‘The Ecologist’, widely considered to be the most influential environmental magazine, has published an article which asserts that using machines that require “fossil fuels” (for example, petrol in your car, or gas for your stove) is “morally comparable” with owning slaves.
The article, entitled “Climate Change: We Are Like Slave Owners” bases its case on two separate but linked arguments:
First, slaves and fossil-fuelled machines play(ed) similar economic and social roles: ‘energy slaves’ (machines powered by fossil fuels) now do the work in our homes, fields and factories, which used to be carried out by slaves and servants in the past . . .
Second, in differing ways, suffering resulting (directly) from slavery and (indirectly, through Climate Change) from the excessive burning of fossil fuels are now morally comparable. When we burn oil or gas at a rate that exceeds what the ecosystem can absorb, we contribute to global warming, which in turn contributes to droughts, floods or hurricanes. These climatic events cause suffering to other human beings, today and in the future. They contribute to crop failures and put some people at risk of falling into debt bondage, a condition similar to traditional slavery.

Tasks for this exercise:
a. In the passage about the Ecologist article, why is burning oil or gas faster than the ecosystem can absorb treated as causing suffering comparable to slavery? Answer in one to three sentences.
b. Extend the passage about the Ecologist article, picking up right after its final sentence.

Excerpted records:
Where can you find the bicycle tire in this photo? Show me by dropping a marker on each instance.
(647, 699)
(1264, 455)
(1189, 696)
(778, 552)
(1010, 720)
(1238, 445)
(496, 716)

Exercise results:
a. Such burning contributes to global warming, which in turn contributes to droughts, floods or hurricanes that cause suffering to other people today and in the future. These events contribute to crop failures and put some people at risk of falling into debt bondage, a condition similar to traditional slavery.

b.
The Ecologist, 29th Dec. 2010. Climate Change: We Are Like Slave Owners
This condemnation of machinery, on what are extremely tenuous grounds is a favourite topic for The Ecologist magazine, which has been arguing for the abolition of labour-saving devices since it was first published.
An article in 1977 by its founding editor, Edward Goldsmith (brother of the noted corporate raider and industrialist, Sir James Goldsmith, who financed the magazine) discussed phasing out machines and how it could be done. Goldsmith argued that “The consumer goods we wish to phase out must simply be removed from the market“. The new ecologically-oriented society Goldsmith envisioned would not need such things:
To suggest that dish-washing machines and other domestic appliances should be phased out would meet with instant opposition. These [machines] are undoubtedly needed in a family of but two or three people and in which both husband and wife must go out to work. They would become quite unnecessary, however, once the family had become re-established and eight to ten people once more inhabited the same house
The Ecologist, Vol. 7, No. 4, May 1977, De-industrialising Society
Goldsmith fantasized that environmental disasters and general alienation would lead to a general disenchantment with modern society and that would provide the opportunity to put these plans into action:
At this point panic will set in and people will grope about frantically for an alternative social philosophy with an alternative set of solutions. The most attractive is likely to be the most radical – the one which provides the best vehicle for expressing the reaction to the value of industrialism.
This phasing out of machinery was seen by The Ecologist as part of a “rural revolution” for society, and they were particular excited by the example of the Khmer Rouge in Cambodia.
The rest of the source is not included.